▶ _Supplied material_
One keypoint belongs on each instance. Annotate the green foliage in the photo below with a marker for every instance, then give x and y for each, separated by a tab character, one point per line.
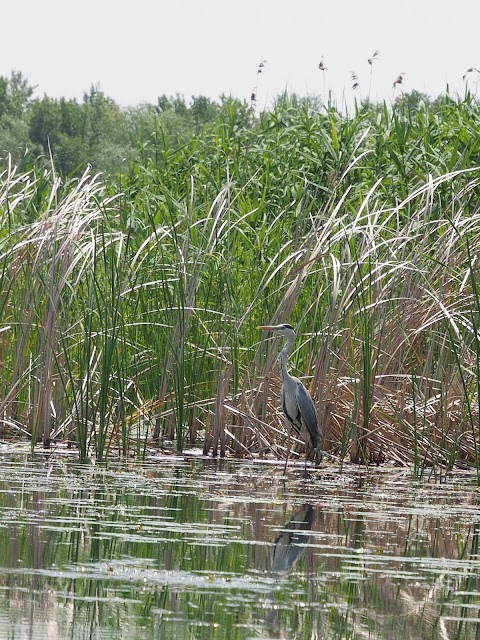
131	307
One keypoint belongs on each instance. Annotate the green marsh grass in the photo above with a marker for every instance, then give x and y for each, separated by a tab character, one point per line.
129	308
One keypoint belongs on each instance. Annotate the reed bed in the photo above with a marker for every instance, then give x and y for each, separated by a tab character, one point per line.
130	306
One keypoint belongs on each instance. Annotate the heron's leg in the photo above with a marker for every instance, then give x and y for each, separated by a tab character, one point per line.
288	449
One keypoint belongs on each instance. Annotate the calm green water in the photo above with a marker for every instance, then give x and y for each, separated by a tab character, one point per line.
190	549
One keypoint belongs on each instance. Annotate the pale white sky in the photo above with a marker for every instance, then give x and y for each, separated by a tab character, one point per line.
140	49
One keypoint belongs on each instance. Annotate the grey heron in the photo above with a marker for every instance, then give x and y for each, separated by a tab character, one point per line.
297	404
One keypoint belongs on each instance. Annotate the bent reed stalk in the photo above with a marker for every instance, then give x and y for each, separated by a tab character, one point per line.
129	315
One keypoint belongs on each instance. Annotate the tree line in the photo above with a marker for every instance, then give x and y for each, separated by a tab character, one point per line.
96	130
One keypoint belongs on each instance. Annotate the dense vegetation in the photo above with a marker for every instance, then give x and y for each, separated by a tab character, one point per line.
130	303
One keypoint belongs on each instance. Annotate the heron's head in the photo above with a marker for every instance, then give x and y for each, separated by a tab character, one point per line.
283	329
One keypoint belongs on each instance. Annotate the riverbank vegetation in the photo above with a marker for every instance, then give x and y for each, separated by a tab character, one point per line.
130	300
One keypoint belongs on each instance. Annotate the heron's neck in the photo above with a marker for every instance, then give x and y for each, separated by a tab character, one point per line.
286	351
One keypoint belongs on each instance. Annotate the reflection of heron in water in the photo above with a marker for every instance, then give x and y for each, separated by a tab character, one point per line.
289	548
290	544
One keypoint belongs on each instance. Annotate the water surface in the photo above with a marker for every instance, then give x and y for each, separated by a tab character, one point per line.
192	549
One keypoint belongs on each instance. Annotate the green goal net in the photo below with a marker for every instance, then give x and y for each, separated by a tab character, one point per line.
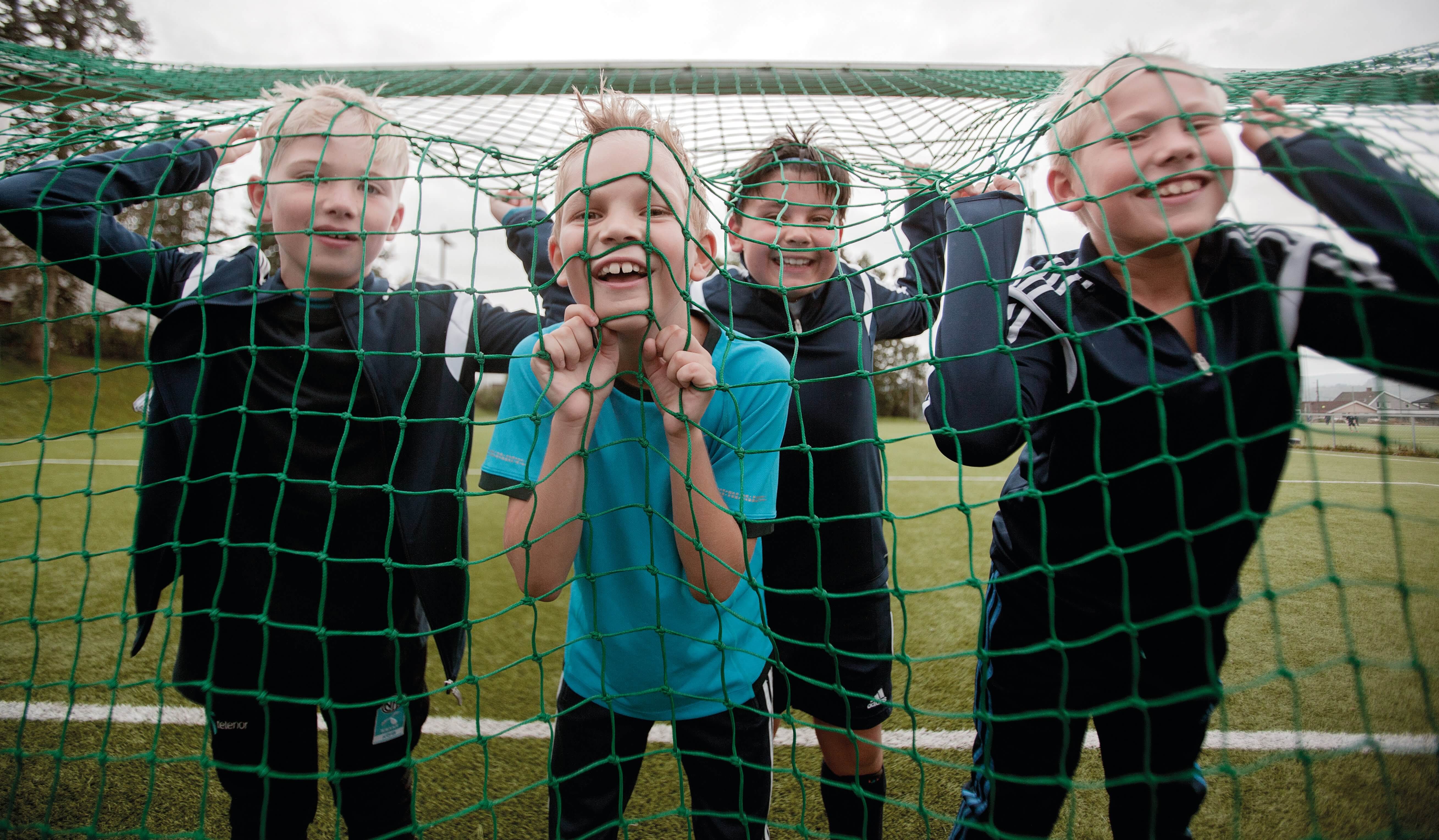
1323	720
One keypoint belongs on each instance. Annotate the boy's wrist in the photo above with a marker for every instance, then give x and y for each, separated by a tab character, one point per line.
681	435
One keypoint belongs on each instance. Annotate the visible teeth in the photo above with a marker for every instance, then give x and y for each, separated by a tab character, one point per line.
1178	187
622	268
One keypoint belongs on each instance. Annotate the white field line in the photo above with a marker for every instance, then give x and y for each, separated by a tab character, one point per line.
455	727
1405	458
1283	481
73	462
111	462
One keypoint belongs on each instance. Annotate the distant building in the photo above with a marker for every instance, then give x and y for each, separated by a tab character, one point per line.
1369	402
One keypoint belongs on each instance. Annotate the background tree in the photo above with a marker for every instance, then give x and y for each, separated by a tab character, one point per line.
55	308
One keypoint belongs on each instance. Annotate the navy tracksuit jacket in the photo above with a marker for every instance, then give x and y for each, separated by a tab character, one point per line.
425	346
1147	468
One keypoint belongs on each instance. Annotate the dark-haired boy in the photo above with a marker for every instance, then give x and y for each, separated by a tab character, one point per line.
1152	379
788	222
825	317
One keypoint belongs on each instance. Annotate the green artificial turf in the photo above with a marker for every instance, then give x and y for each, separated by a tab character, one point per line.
1339	632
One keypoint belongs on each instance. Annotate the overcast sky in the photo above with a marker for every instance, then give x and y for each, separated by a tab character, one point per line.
1222	34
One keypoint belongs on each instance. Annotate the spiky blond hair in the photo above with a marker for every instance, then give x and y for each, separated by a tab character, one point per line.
611	110
332	109
1076	104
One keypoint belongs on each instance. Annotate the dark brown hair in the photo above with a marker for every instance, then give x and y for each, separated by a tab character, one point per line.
794	152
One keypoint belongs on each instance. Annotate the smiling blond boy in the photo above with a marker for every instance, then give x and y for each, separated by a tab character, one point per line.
320	541
639	449
1150	377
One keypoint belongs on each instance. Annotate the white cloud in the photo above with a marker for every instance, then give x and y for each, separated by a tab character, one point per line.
373	32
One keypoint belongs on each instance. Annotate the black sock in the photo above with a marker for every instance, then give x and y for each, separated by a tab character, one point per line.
852	815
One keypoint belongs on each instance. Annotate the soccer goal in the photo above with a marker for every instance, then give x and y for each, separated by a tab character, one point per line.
1323	720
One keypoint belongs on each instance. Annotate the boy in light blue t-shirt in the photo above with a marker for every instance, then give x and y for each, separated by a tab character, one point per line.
639	446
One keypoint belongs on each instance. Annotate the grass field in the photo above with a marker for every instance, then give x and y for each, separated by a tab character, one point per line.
1394	438
1339	634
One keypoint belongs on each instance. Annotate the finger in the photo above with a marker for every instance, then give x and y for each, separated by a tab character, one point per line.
678	340
556	350
569	339
583	313
650	357
583	336
696	375
681	360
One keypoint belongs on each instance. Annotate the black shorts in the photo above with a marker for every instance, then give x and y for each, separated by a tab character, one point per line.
596	754
834	662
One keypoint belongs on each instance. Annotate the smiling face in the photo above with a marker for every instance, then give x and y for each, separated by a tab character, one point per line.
1156	160
622	249
327	185
789	234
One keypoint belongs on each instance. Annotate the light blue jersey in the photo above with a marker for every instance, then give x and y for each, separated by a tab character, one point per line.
637	636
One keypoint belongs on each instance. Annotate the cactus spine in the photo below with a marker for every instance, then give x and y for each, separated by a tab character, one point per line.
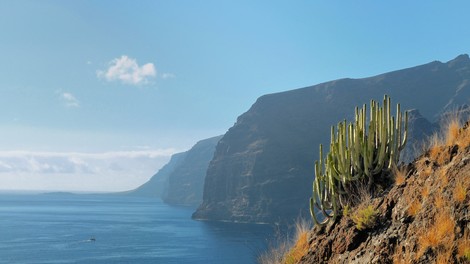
358	153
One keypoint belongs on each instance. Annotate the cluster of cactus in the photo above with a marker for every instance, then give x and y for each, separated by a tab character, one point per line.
358	154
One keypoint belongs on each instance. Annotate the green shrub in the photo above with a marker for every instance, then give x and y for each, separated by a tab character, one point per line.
359	153
364	218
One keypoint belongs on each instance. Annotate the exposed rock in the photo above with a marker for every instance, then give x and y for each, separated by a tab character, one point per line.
157	186
186	181
423	220
181	180
262	170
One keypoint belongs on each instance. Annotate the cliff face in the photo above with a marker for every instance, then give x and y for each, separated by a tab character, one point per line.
181	180
423	218
262	169
157	186
186	181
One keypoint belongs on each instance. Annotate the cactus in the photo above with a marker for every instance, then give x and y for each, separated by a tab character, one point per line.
358	153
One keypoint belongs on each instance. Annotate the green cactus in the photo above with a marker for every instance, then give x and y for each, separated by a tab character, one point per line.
358	153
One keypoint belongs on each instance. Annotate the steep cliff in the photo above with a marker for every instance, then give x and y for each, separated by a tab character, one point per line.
181	180
422	218
157	186
186	181
262	169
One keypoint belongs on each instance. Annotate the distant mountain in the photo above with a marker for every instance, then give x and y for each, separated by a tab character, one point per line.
157	186
181	180
186	181
262	170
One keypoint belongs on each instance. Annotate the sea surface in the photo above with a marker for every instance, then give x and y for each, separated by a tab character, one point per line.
64	228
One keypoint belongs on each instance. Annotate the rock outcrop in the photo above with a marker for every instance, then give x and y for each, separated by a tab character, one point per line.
157	186
181	180
423	218
262	170
186	181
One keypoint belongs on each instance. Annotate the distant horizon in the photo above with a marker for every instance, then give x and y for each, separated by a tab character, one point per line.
97	96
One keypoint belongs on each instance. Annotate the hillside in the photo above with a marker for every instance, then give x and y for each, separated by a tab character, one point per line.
422	218
181	180
262	168
186	181
157	186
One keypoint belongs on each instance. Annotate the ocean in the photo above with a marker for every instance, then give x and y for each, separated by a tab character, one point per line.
65	228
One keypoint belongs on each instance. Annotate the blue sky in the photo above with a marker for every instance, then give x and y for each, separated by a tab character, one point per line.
89	85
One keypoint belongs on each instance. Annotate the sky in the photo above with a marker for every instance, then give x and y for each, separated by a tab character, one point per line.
97	95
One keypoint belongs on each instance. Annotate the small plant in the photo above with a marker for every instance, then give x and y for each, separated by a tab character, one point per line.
460	191
440	233
453	129
414	208
301	245
364	218
463	247
425	192
400	175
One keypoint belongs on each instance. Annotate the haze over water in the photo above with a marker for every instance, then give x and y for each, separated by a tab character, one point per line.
60	228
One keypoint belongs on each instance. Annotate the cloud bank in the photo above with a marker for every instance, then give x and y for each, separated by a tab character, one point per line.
127	71
70	100
74	171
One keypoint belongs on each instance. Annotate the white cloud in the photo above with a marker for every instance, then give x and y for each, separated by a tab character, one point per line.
70	100
167	75
127	71
78	171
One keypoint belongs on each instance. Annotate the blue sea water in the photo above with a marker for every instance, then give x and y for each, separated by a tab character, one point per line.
60	228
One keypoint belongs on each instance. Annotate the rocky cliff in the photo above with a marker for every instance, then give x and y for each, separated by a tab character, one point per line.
157	186
262	169
181	180
186	181
422	218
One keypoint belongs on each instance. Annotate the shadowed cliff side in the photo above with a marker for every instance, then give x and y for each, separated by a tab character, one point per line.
262	169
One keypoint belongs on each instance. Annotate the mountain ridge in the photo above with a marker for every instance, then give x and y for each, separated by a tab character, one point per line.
262	168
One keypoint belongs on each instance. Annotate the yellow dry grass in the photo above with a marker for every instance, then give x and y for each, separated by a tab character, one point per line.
463	247
425	192
414	208
301	246
399	175
452	131
435	145
460	191
401	256
440	233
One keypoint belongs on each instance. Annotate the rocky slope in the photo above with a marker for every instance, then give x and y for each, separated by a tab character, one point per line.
186	182
181	180
423	218
157	186
262	169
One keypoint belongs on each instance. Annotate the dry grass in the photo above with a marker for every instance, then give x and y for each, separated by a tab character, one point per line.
435	145
286	251
464	138
442	174
443	157
444	256
399	174
452	130
463	247
425	192
401	256
460	191
414	208
439	201
364	217
301	245
441	233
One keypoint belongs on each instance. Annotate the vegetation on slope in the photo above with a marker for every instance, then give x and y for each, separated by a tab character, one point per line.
423	217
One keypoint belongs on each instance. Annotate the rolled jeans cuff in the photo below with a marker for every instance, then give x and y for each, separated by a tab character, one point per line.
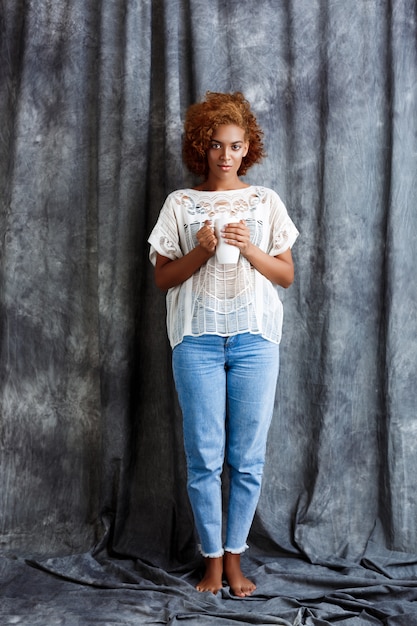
238	550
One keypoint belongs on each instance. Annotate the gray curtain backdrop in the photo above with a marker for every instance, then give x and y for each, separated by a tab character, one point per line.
92	476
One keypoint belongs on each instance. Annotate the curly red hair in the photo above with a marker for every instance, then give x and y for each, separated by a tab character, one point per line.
204	117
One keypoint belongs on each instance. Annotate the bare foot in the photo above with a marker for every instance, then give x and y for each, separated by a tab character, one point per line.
239	584
212	580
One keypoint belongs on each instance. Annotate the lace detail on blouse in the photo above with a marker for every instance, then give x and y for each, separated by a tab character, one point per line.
223	299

▶ _Aim of the task_
Your answer should be the lines from the one containing "One keypoint belongs on each instance. Annotate the gray" to the end of the entries above, restated exactly and alone.

▶ _The answer_
One keypoint belongs on each instance. Annotate the gray curtain backdrop in the photo above with a marker for every instance, then give x and y for each, separated by a tab character, one point per line.
92	476
One keypoint belongs on each instance. Annotate the curly red hair in the photo above with a marker for every instance, then give x and y for each, separated by a tab character, one point per line.
204	117
One keypoint belongs on each instance. Annotate the bare foot in the photo above with a marker for every instance, then give x and y for each, separated by a tab character, one point per line.
239	584
212	580
One keypoint belongs on each instance. Annotate the lace detail on blouse in the photo above with a marker for every instance, then give x and y for each, separated by a tab character, one point per line.
223	299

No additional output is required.